Exercise task 1: In the forum thread on cutting circles below, write out the stretch from "## pe2dave (19" through "bearings Jon ;-)" word for word.

Text:
________________________________________
Provided the distance between the pivot and blade doesn’t change, your radius is fixed and you should cut a circle. 
I think the main issue if the pin isn’t in line with the blade teeth, is you are forcing the blade to twist which will put unnecessary stress on it and in the extreme break it.


----------



## Jonzjob (19 Jul 2022)

A variation on the above?


----------



## Jonzjob (19 Jul 2022)

I did my 18" lasy Susan on my lathe. That makes it round 

Oh, nearly forgot to say that I also turned all 36 of the ⅝" balls on the lathe too, good fun


----------



## pe2dave (19 Jul 2022)

Jonzjob said:


> I did my 18" lasy Susan on my lathe. That makes it round
> 
> Oh, nearly forgot to say that I also turned all 36 of the ⅝" balls on the lathe too, good fun


Oddly, I (guessed) thought a square top to a lazy susan would be more useful... commercial bearings Jon ;-)


----------



## recipio (19 Jul 2022)

You are going to end up with a rough cut on the bandsaw which will need sanding. I cut the circle freehand on the bandsaw allowing about 4mm extra and then use a jig on the disc sander to finish. Amazingly accurate and you end up with a finished edge.


----------
________________________________________
Pointing dataset records
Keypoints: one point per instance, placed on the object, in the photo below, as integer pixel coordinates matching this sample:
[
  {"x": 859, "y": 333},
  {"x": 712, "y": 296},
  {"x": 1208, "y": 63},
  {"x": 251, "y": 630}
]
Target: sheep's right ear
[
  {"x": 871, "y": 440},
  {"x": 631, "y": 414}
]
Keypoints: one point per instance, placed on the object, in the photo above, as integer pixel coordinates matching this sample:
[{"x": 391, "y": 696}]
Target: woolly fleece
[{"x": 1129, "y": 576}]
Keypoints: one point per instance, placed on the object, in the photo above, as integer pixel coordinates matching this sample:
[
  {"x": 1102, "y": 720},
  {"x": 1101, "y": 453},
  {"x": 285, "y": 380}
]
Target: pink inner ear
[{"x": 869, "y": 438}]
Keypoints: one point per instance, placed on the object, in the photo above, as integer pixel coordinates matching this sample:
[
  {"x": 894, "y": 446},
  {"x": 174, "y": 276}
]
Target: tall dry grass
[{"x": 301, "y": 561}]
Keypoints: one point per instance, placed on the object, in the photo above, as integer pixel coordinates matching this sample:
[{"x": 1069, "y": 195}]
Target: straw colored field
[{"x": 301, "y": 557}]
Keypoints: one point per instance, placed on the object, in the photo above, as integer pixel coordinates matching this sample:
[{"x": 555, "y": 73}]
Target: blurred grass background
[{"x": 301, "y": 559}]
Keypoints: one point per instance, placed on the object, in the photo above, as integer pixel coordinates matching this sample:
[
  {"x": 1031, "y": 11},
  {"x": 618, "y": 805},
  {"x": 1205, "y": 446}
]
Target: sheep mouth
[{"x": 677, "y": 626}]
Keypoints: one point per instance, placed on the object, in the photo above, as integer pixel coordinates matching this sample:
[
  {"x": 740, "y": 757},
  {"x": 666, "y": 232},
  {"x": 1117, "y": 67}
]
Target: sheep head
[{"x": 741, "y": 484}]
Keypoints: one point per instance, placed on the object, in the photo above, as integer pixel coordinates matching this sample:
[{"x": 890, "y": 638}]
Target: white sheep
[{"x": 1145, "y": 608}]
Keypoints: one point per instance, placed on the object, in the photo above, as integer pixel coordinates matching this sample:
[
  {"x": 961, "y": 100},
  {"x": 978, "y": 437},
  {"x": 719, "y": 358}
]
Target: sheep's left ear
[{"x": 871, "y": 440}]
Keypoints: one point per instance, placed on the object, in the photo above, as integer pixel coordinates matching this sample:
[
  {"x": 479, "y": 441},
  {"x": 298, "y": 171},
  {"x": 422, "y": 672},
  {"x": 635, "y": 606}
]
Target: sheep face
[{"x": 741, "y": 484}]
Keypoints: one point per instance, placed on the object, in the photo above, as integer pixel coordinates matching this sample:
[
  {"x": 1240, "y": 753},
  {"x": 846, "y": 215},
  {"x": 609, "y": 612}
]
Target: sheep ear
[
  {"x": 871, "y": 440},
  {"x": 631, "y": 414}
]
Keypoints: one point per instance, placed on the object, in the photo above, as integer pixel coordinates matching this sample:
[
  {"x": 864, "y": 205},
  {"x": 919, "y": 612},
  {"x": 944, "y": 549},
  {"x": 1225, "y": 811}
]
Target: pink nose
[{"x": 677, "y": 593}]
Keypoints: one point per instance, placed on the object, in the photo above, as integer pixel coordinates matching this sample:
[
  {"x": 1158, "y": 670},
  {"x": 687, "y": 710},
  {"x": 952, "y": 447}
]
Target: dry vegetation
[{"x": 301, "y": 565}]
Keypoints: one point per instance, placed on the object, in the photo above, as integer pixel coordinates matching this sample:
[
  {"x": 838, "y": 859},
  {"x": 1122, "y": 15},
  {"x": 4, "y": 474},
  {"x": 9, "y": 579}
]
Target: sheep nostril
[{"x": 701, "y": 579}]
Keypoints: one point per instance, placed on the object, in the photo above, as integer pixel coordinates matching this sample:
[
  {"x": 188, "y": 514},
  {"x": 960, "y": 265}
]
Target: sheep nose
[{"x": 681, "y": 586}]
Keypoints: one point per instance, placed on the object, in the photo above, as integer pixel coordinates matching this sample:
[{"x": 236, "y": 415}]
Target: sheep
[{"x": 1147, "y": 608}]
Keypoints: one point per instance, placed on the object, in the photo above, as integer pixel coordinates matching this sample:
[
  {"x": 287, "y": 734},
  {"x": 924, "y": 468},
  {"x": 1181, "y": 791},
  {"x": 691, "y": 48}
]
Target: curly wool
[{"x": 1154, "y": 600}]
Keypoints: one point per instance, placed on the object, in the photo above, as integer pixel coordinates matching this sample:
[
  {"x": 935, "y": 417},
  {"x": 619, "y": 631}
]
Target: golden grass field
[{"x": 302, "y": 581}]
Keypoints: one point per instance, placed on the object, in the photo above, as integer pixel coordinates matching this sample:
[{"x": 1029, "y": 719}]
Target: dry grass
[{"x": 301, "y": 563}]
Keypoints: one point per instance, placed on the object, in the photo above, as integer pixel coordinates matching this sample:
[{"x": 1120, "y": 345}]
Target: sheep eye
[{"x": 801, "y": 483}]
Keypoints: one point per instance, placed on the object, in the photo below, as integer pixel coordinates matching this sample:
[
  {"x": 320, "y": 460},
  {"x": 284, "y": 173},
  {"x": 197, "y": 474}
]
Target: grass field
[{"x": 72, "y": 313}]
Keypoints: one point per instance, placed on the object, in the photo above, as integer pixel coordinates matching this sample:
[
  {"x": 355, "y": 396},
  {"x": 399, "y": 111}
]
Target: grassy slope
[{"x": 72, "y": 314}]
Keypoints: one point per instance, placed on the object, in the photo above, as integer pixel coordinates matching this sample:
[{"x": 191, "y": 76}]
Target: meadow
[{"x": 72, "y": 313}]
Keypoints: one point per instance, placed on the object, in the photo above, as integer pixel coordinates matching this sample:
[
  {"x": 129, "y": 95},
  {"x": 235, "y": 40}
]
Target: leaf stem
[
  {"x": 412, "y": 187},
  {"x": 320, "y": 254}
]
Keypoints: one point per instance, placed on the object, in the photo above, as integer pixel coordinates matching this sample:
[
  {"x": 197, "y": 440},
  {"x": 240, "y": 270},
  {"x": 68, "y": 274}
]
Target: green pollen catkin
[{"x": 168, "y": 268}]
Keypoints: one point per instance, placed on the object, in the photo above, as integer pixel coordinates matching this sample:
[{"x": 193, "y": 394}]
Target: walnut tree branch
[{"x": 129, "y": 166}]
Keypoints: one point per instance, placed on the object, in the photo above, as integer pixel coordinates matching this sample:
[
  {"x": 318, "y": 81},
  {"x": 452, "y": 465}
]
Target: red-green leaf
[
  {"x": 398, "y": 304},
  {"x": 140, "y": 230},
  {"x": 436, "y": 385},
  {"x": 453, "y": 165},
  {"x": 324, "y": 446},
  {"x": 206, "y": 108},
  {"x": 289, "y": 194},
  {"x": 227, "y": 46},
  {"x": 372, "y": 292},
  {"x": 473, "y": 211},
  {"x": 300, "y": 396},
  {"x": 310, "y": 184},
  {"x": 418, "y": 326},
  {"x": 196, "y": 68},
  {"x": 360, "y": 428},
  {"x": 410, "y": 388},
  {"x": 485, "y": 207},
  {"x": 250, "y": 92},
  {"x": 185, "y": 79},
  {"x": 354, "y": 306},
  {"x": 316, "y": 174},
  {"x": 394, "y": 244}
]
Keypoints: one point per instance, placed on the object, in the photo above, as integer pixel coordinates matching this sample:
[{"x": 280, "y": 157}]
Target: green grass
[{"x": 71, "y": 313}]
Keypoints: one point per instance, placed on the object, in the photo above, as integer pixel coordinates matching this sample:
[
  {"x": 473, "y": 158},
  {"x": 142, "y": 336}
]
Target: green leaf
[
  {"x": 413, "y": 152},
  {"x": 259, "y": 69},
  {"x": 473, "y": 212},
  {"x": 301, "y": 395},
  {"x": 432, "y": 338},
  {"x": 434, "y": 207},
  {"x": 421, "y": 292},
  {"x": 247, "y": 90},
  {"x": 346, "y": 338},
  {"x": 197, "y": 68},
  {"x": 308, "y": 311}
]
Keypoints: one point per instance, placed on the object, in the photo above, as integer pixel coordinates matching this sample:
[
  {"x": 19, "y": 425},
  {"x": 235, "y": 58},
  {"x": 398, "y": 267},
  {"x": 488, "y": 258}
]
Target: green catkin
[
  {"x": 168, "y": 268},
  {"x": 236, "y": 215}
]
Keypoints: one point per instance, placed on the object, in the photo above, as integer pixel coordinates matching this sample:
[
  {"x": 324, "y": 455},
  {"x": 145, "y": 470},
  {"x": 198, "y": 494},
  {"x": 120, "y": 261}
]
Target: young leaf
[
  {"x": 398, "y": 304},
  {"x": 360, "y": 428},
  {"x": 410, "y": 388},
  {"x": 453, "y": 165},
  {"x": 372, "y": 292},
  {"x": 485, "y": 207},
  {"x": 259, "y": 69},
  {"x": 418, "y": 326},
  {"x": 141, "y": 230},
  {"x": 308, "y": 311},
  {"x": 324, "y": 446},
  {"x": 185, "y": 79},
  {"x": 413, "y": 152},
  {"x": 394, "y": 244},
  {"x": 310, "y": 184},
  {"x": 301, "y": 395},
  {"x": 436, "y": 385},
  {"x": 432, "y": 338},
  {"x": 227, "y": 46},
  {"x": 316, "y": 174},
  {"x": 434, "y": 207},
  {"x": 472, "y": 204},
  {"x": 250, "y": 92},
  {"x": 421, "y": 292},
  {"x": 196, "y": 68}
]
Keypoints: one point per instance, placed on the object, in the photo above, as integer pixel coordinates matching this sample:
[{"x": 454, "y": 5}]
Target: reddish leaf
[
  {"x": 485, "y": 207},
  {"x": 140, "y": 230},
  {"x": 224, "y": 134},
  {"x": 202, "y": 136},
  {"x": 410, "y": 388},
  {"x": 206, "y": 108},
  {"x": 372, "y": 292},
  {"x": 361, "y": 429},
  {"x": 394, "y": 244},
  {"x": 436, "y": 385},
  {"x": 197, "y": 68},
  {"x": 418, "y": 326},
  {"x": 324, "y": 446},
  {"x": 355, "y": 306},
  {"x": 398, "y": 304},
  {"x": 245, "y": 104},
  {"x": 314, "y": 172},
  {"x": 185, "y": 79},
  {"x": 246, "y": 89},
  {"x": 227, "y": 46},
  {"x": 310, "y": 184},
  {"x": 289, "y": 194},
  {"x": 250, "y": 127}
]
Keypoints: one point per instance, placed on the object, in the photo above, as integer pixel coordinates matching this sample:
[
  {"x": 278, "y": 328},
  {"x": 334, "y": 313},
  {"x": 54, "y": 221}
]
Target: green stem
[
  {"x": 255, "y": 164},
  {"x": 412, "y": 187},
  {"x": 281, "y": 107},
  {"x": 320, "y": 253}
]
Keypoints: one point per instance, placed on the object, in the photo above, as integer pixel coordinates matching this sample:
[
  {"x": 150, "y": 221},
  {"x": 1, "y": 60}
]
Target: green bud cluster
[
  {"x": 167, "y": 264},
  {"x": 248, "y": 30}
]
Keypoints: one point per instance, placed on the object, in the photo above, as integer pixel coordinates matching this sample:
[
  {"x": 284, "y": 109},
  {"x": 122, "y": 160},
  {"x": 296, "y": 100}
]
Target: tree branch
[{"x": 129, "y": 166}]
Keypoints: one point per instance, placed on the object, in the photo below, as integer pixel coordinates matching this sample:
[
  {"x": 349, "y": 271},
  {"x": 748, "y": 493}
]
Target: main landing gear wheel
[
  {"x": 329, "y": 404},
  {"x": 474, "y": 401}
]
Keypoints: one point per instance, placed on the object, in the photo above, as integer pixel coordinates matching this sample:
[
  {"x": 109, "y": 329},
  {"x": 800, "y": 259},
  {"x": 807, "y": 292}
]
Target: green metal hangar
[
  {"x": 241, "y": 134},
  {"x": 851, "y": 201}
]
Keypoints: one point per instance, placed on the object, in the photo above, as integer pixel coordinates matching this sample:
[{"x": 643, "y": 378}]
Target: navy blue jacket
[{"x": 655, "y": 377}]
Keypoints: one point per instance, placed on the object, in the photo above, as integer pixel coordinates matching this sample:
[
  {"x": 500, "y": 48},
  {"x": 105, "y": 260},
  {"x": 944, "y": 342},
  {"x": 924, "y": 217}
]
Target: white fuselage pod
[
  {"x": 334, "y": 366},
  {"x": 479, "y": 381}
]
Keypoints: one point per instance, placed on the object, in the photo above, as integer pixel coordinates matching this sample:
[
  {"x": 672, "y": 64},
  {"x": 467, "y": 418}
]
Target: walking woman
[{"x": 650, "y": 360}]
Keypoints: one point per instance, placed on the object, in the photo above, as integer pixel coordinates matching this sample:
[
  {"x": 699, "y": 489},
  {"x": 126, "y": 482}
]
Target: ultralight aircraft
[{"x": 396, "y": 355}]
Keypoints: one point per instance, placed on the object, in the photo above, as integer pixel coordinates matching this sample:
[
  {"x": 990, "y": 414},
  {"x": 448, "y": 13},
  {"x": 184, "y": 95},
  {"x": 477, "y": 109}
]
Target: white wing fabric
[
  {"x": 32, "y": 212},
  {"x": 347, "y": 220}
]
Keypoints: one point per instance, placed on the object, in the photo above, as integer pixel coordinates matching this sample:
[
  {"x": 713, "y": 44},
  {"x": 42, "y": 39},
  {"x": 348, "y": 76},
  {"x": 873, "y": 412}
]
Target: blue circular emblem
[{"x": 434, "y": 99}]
________________________________________
Exercise task 2: Pull out every line of the rows above that contains the word "pink".

Exercise answer 1:
## pe2dave (19 Jul 2022)

Jonzjob said:


> I did my 18" lasy Susan on my lathe. That makes it round
> 
> Oh, nearly forgot to say that I also turned all 36 of the ⅝" balls on the lathe too, good fun


Oddly, I (guessed) thought a square top to a lazy susan would be more useful... commercial bearings Jon ;-)

Exercise answer 2:
Target: pink inner ear
Target: pink nose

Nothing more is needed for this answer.